▶ [GOAL] Rewrite the records starting at the line containing "Guideline: mark the green" and ending at the line containing "[[145, 317]]", renaming every "Target" to "Label". Leave everything else unchanged.

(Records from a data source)
● ● ●
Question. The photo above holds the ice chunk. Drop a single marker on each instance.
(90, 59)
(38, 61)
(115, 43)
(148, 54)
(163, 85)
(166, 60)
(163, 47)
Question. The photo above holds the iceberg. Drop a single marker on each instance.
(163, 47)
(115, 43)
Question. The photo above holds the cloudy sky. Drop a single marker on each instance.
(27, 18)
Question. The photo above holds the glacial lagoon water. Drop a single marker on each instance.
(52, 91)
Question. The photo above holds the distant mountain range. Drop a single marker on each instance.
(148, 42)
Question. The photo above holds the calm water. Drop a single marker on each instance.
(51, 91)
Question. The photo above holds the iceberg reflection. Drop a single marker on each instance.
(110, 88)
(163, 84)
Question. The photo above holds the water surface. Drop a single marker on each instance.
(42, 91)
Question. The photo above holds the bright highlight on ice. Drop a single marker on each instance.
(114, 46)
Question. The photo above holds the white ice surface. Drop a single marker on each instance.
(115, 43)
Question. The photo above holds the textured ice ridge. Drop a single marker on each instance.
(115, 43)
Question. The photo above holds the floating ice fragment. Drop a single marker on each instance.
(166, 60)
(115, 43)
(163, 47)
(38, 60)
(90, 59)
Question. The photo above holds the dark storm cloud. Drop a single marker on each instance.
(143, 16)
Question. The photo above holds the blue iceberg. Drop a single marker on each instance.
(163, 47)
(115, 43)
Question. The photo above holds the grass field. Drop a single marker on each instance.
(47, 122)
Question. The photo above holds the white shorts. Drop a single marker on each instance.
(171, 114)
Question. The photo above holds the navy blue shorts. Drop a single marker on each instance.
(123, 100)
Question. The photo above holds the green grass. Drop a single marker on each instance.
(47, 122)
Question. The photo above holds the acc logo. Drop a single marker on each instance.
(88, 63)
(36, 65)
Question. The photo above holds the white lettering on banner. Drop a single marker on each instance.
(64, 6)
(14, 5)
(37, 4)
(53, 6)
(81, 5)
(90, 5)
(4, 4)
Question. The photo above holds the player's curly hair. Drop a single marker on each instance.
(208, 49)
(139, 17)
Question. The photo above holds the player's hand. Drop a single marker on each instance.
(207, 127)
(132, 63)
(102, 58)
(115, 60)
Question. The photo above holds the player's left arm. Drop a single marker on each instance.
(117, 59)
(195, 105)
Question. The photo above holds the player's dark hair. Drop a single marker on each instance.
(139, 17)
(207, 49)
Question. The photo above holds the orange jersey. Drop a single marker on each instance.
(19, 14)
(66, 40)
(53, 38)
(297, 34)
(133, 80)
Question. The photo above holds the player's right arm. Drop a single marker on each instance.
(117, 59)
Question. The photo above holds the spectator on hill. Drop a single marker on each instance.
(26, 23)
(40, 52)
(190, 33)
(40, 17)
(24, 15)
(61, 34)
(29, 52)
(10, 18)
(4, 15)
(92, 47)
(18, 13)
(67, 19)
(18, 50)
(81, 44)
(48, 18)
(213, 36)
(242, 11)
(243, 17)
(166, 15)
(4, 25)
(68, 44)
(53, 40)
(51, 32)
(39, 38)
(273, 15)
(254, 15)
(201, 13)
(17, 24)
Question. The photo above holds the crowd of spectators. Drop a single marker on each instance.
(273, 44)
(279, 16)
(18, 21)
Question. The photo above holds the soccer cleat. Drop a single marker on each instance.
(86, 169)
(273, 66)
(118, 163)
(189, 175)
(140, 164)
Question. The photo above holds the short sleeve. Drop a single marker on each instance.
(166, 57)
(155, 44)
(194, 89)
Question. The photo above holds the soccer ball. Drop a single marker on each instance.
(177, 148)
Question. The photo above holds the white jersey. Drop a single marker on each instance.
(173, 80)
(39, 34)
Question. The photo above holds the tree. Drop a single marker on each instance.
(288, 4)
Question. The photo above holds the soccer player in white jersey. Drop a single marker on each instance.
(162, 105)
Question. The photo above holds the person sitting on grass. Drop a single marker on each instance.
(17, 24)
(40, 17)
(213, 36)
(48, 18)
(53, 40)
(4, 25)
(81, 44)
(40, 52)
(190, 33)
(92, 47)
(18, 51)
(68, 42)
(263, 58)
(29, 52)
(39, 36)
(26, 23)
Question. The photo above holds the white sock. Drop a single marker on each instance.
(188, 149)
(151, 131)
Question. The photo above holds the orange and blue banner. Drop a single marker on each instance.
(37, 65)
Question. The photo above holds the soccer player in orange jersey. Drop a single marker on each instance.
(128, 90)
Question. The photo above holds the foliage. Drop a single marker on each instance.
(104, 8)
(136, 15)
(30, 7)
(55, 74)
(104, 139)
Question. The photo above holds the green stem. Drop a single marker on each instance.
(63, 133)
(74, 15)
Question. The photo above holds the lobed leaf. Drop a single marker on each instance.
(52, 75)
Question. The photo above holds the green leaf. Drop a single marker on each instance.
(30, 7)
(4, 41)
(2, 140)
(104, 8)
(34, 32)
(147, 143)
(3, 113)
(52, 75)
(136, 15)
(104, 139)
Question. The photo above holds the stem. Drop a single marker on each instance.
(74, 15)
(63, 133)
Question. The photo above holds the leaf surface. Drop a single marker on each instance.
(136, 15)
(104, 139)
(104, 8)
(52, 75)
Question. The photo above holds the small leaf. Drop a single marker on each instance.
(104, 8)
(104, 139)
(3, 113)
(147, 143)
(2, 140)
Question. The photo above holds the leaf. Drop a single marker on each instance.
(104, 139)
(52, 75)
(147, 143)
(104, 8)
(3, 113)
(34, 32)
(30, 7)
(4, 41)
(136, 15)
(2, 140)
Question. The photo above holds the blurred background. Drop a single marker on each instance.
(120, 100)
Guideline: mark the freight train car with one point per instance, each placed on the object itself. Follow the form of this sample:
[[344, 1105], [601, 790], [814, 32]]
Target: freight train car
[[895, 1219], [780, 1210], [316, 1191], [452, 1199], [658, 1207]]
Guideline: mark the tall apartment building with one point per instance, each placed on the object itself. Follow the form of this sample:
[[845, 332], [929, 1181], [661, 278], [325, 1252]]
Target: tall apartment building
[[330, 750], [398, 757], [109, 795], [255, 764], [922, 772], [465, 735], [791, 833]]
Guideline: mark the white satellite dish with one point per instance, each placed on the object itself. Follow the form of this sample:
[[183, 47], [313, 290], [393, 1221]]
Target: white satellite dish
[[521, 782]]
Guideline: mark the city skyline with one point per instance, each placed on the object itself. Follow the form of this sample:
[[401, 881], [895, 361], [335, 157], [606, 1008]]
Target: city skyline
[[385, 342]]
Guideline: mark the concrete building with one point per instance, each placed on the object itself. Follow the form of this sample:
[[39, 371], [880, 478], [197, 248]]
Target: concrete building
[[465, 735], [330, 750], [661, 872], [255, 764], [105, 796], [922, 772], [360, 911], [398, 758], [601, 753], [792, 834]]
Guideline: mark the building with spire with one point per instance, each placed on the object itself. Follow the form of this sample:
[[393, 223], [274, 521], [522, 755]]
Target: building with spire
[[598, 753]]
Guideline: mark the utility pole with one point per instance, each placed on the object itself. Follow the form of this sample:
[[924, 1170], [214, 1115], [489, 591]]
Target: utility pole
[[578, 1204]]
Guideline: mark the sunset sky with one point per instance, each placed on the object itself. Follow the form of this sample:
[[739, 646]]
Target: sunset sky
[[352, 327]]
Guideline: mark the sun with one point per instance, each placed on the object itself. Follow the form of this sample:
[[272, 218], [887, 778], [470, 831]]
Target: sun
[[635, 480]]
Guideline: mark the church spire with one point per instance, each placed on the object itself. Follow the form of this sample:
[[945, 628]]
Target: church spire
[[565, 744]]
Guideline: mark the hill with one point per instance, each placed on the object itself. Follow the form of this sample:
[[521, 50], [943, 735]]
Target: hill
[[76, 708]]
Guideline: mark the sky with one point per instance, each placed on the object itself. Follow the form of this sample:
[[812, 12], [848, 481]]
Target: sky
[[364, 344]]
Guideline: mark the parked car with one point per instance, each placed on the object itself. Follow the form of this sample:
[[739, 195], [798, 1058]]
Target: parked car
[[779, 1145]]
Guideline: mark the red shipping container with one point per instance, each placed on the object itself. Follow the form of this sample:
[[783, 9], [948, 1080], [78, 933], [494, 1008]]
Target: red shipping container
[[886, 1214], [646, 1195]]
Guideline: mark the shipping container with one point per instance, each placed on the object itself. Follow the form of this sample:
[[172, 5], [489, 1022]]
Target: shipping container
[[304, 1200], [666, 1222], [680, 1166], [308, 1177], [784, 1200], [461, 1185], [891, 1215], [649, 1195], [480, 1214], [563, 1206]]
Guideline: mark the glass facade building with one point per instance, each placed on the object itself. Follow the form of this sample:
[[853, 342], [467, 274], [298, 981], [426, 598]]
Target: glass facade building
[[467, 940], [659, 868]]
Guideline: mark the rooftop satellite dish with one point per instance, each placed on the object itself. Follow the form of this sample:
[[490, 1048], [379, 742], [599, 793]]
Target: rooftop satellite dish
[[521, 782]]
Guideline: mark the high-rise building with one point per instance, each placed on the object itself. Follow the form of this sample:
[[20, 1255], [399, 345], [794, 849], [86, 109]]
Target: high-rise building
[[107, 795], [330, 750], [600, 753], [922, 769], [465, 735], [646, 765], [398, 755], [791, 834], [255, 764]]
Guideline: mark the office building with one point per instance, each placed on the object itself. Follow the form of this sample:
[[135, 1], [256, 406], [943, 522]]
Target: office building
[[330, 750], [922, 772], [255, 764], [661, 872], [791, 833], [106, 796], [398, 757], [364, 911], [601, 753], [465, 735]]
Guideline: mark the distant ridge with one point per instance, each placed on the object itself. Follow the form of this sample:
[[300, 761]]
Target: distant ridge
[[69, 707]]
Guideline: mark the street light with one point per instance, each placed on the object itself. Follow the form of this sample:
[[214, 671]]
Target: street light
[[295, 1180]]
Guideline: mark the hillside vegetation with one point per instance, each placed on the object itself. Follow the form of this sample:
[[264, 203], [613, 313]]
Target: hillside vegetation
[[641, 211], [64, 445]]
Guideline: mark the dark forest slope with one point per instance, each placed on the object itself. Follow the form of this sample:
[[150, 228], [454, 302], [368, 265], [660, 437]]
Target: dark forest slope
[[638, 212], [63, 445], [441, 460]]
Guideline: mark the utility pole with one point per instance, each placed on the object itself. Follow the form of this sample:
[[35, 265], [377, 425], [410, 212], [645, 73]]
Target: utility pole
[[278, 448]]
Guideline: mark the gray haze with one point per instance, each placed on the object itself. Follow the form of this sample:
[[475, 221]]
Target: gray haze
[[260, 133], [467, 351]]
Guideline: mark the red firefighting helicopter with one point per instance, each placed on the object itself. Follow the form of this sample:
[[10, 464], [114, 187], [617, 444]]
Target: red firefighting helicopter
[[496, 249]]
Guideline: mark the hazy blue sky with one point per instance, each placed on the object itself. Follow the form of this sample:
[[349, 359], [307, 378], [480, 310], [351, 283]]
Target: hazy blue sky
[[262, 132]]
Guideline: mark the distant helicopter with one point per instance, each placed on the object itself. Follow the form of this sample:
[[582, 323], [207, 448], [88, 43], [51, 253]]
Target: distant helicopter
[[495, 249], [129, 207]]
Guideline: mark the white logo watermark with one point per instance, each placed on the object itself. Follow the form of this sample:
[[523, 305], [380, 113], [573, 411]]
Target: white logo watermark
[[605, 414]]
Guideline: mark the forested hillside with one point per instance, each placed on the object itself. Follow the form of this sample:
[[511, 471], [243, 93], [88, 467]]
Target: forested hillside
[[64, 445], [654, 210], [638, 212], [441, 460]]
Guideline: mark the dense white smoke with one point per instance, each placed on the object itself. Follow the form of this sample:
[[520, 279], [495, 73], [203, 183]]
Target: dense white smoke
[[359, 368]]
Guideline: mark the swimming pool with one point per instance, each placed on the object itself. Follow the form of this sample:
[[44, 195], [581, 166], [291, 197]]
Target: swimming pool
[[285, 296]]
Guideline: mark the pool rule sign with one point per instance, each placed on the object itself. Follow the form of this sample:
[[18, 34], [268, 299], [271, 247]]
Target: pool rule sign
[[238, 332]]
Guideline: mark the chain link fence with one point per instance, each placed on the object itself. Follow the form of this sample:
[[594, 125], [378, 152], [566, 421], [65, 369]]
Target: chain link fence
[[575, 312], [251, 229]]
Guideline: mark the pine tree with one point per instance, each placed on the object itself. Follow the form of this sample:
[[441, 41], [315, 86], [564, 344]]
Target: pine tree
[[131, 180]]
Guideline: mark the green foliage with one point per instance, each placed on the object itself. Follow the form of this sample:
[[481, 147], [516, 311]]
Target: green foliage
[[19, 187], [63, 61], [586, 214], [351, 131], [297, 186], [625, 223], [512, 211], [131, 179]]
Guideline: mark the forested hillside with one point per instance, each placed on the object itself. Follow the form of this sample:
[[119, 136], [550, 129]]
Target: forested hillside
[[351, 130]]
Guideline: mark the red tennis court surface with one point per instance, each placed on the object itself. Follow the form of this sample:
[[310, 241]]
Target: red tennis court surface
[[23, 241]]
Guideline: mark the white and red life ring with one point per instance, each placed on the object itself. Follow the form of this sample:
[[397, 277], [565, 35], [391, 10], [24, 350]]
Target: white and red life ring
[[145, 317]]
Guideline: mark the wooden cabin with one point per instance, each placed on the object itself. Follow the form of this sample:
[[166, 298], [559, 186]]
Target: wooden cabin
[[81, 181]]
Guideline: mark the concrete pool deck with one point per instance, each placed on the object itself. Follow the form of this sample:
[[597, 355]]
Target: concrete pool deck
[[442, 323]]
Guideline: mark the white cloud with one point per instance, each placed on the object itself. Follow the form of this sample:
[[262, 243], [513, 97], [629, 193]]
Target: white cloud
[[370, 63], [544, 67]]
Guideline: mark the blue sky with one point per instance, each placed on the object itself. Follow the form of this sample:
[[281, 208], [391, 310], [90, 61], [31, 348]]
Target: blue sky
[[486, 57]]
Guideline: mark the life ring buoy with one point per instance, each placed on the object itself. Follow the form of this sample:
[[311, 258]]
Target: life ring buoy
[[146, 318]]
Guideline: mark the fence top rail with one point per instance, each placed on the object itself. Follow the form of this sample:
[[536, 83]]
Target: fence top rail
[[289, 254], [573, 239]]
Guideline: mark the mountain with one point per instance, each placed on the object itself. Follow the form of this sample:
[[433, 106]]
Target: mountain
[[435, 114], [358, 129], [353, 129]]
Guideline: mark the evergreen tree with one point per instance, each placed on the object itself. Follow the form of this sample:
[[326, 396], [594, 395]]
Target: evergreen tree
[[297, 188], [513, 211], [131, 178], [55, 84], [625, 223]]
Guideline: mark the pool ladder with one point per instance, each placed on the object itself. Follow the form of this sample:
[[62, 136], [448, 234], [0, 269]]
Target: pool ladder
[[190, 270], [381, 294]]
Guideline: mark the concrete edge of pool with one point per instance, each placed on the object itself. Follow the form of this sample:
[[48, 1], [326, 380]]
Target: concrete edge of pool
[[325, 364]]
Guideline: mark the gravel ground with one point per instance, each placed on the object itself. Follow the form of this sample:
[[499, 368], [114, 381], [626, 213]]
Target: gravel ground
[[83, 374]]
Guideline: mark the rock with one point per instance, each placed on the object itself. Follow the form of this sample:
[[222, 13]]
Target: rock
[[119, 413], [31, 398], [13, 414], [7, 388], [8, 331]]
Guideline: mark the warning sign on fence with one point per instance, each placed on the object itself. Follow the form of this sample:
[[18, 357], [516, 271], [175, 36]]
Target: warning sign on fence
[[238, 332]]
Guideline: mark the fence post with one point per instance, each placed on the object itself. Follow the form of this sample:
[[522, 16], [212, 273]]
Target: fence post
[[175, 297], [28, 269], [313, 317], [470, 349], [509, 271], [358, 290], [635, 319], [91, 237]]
● ● ●
▶ [FULL ANSWER]
Guideline: mark the green foliage with one point per instance, each placed on the object itself. Follow the form of this sample:
[[481, 147], [516, 311]]
Label: green foliage
[[19, 187], [63, 61], [586, 214], [351, 131], [297, 186], [625, 223], [512, 211], [131, 179]]
Guideline: mark the forested hillside with one point per instance, each placed on the object itself. Follow the form of this sample:
[[119, 136], [550, 129]]
Label: forested hillside
[[351, 130]]
Guideline: mark the red tennis court surface with one point per instance, each placed on the object itself. Follow the form of this sample:
[[310, 241]]
Label: red tennis court surface
[[23, 241]]
Guideline: mark the white and red life ring with one point per instance, each placed on the object itself. Follow the form of this sample:
[[397, 277], [565, 35], [391, 10], [24, 350]]
Label: white and red life ring
[[145, 317]]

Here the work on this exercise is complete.